_RECORDED INFORMATION_
# # # # #

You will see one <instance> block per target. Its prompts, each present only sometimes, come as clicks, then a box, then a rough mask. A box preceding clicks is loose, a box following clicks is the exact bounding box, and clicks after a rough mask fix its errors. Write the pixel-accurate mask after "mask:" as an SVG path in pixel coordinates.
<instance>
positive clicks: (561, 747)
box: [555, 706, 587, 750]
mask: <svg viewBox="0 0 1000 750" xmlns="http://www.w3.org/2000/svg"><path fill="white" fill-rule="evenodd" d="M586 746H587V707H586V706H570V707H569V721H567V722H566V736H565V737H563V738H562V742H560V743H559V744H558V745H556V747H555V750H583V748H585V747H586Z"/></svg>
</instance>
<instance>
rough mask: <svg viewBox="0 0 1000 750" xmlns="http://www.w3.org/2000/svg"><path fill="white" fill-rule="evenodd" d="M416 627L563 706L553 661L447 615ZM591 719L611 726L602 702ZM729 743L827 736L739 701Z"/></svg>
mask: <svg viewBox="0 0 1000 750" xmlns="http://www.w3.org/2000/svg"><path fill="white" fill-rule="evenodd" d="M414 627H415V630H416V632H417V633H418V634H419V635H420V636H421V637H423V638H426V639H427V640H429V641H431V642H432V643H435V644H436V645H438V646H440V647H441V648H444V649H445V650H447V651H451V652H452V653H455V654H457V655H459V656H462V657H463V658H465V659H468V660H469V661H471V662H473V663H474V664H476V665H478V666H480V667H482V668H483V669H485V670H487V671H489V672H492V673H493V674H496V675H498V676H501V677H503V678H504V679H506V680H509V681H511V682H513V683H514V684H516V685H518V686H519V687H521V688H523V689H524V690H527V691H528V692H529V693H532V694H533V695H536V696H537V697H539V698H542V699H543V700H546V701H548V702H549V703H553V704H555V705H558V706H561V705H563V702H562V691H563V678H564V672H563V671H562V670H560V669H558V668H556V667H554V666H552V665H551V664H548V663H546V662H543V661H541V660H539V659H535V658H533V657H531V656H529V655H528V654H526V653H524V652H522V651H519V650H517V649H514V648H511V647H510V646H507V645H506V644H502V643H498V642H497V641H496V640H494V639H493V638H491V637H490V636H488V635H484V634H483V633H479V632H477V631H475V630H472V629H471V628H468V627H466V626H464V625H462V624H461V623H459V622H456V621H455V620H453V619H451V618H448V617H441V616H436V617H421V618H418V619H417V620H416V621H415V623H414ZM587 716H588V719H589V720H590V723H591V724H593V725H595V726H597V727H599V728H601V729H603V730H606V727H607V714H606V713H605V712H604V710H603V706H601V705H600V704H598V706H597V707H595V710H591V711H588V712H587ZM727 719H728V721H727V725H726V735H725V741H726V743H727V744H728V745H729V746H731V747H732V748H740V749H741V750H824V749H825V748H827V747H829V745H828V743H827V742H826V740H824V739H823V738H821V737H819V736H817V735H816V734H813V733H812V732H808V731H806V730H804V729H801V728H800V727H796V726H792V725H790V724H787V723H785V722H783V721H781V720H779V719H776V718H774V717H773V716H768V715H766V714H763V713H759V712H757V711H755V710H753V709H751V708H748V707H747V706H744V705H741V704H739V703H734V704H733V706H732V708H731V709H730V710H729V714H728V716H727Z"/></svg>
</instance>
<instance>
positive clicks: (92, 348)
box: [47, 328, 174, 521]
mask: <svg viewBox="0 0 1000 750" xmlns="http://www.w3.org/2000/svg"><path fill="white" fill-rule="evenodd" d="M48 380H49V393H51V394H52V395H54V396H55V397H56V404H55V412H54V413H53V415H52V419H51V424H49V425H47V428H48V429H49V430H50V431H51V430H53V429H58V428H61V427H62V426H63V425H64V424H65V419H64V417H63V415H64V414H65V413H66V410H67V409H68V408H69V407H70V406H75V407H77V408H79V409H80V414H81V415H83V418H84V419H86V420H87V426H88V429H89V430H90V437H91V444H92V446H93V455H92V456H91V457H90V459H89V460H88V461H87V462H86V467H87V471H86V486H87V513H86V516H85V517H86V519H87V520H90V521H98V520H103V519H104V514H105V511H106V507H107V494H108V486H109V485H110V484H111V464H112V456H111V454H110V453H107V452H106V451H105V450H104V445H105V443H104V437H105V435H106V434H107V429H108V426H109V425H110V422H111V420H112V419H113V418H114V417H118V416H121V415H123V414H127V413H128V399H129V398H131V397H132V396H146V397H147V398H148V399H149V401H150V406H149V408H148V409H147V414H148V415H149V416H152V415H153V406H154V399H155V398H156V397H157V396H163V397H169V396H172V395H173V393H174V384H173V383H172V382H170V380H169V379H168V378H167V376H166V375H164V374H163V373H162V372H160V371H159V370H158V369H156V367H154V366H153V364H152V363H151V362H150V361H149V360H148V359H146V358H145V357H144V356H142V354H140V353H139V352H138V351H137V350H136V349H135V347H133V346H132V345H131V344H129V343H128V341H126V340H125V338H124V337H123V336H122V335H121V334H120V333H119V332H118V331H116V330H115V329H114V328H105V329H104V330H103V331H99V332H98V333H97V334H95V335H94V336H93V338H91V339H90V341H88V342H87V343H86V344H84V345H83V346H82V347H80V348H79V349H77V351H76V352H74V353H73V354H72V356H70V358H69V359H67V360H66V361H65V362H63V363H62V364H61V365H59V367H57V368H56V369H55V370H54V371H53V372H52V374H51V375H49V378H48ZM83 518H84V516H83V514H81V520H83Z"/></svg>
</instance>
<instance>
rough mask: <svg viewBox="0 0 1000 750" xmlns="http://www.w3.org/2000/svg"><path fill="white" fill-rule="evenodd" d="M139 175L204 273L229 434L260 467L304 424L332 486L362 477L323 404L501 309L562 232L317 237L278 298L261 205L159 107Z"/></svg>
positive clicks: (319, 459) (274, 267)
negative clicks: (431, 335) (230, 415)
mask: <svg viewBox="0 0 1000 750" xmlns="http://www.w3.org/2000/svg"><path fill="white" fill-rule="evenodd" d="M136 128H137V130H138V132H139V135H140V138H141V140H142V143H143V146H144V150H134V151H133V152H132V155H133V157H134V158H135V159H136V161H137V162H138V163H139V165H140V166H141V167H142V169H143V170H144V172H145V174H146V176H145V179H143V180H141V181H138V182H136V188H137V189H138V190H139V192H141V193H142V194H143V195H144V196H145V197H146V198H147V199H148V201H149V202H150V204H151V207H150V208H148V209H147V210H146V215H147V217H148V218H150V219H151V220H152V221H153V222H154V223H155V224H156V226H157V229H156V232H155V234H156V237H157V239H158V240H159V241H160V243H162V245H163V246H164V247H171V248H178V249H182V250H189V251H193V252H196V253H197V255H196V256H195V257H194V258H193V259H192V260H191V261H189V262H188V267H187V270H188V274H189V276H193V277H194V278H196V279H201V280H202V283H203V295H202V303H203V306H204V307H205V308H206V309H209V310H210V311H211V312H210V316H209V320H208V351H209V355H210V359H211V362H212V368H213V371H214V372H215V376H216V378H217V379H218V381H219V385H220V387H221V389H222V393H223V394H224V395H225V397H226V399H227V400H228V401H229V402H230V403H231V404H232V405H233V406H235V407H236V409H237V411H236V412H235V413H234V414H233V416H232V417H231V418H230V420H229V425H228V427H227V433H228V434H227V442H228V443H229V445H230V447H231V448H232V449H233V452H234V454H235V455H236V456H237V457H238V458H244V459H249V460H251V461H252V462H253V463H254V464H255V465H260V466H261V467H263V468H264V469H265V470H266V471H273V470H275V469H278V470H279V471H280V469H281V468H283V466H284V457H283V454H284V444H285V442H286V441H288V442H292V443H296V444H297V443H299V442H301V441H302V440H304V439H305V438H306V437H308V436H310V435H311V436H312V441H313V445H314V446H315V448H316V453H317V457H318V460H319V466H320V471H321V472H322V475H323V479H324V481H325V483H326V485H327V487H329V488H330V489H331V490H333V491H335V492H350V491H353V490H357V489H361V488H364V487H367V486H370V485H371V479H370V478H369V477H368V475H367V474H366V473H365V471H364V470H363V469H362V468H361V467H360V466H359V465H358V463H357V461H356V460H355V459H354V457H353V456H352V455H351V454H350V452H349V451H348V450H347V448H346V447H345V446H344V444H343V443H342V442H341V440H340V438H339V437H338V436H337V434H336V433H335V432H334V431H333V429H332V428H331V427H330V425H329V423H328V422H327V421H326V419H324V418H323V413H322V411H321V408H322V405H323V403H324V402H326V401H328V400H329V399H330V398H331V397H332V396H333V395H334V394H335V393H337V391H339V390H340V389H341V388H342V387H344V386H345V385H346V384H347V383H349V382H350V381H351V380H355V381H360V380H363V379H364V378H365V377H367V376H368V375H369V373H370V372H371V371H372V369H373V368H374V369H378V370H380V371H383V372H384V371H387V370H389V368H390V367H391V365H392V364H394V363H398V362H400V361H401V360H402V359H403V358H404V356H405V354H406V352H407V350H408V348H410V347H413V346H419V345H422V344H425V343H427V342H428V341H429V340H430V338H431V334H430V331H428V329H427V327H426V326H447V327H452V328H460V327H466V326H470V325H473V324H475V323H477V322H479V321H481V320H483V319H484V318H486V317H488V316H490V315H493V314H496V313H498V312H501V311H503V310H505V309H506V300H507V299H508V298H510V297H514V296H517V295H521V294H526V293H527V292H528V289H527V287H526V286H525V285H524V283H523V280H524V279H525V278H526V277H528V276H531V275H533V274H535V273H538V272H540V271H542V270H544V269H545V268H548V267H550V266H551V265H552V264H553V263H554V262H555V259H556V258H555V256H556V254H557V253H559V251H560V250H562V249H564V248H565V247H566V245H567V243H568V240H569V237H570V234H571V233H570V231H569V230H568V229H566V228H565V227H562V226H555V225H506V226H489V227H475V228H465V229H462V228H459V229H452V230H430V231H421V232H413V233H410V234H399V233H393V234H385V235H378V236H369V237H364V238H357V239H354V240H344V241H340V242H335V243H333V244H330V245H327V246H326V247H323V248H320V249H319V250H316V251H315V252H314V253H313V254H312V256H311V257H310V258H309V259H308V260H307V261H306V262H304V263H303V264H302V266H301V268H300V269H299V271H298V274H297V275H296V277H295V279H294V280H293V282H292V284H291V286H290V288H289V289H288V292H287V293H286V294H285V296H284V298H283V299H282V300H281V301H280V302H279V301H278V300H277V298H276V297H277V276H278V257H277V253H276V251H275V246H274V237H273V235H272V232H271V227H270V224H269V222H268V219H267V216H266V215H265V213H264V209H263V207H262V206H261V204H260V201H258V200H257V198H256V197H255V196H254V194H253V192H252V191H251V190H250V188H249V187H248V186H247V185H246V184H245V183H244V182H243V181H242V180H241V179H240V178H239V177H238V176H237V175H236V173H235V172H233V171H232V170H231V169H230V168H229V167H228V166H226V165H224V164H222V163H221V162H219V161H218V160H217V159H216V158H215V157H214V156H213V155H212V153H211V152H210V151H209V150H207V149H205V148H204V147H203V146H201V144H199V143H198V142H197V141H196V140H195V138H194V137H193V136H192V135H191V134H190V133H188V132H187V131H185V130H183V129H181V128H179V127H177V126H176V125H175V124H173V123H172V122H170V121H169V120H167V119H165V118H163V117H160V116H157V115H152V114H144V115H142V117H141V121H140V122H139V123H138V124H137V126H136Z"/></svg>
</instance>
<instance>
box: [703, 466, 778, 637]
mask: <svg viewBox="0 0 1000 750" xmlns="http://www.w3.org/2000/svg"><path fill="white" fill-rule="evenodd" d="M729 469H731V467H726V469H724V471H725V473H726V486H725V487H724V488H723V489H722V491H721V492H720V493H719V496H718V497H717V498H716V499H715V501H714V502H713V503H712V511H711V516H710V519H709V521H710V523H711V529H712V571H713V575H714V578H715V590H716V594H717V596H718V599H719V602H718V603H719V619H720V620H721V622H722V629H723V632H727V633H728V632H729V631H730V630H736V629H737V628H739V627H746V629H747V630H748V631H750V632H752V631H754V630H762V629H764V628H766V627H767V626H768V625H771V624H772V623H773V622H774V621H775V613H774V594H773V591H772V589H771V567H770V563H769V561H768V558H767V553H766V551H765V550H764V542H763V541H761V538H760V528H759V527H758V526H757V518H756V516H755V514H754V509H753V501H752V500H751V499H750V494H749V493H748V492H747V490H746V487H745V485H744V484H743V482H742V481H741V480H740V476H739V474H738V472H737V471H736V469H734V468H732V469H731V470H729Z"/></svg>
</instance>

# # # # #

Copy the items above from their beginning up to and including the line with "627L563 706L553 661L447", and replace every "rough mask" with "coarse mask" while keeping everything else the same.

You will see one <instance> block per target. Its prompts, each present only sometimes, come as clicks, then a box, then a coarse mask. A box preceding clicks is loose, a box following clicks is the exact bounding box, and clicks after a coarse mask fix its errors. Write the pixel-accurate mask after "mask:" as an SVG path in pixel coordinates.
<instance>
positive clicks: (561, 747)
box: [555, 706, 587, 750]
mask: <svg viewBox="0 0 1000 750" xmlns="http://www.w3.org/2000/svg"><path fill="white" fill-rule="evenodd" d="M586 746H587V707H586V706H570V707H569V721H567V722H566V736H565V737H563V738H562V742H560V743H559V744H558V745H556V747H555V750H583V748H585V747H586Z"/></svg>
</instance>
<instance>
coarse mask: <svg viewBox="0 0 1000 750" xmlns="http://www.w3.org/2000/svg"><path fill="white" fill-rule="evenodd" d="M416 627L563 706L553 661L447 615ZM591 719L611 726L602 702ZM729 743L827 736L739 701Z"/></svg>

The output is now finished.